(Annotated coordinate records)

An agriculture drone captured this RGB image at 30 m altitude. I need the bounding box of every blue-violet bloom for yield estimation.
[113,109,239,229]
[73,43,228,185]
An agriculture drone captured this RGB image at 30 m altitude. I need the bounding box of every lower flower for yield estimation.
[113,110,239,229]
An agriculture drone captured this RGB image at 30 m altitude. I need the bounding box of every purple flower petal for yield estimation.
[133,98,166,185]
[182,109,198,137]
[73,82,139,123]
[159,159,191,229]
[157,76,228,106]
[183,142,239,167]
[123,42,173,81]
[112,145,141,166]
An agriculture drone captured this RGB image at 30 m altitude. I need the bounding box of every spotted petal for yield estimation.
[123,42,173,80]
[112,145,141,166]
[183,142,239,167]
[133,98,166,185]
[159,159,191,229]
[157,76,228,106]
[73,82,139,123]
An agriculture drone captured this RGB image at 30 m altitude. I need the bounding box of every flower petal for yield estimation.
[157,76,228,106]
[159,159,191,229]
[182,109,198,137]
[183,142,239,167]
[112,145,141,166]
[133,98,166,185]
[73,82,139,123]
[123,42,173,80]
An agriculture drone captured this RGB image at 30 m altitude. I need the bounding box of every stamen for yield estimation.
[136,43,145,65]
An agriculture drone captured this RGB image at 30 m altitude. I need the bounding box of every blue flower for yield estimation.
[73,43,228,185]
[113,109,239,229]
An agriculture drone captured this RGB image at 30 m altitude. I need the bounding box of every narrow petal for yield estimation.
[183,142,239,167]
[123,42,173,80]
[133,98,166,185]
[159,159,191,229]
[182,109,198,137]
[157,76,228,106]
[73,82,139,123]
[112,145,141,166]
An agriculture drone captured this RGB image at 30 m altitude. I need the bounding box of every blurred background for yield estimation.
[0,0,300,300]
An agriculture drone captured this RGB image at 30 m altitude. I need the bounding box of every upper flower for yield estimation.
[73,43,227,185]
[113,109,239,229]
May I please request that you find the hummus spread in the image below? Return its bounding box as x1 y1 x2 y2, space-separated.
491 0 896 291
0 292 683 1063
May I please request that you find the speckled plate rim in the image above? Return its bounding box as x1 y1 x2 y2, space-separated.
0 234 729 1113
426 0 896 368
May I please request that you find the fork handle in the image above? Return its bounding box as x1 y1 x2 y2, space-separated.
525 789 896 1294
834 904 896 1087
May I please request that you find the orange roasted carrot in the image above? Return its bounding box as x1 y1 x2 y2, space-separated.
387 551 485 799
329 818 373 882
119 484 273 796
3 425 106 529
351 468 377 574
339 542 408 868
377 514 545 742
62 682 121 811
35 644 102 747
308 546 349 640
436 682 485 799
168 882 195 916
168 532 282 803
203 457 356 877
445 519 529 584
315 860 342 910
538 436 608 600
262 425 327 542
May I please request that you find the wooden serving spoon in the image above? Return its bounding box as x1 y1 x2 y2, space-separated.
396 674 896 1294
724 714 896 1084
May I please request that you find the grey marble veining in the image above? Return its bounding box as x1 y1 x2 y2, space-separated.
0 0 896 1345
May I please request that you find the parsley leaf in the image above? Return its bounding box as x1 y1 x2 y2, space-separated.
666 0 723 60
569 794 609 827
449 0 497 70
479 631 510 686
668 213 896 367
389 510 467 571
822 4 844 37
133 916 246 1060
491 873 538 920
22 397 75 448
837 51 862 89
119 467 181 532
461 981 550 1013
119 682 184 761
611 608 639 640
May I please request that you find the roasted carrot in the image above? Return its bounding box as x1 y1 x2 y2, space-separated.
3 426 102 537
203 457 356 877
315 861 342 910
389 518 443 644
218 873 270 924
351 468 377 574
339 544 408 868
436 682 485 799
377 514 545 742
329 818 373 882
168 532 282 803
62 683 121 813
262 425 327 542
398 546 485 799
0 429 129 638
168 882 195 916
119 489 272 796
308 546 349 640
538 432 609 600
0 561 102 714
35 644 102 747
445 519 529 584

● **Do this**: Restate word for word the lines from the one holding "May I please request that you find the roasted" to the end of the listing, both ends included, and nothing more.

● **Full response**:
May I please request that you find the roasted carrot in the image above? Return its bounding box as x1 y1 x2 y2, space-separated.
3 426 102 537
203 457 356 877
315 861 342 910
389 518 443 644
218 873 270 924
351 468 377 574
339 544 408 868
436 682 485 799
377 514 545 742
329 818 373 882
168 532 282 803
62 683 121 813
262 425 327 542
398 546 485 799
0 429 129 638
168 882 195 916
119 489 272 796
308 546 349 640
538 432 609 600
0 561 102 714
35 644 102 747
445 519 529 584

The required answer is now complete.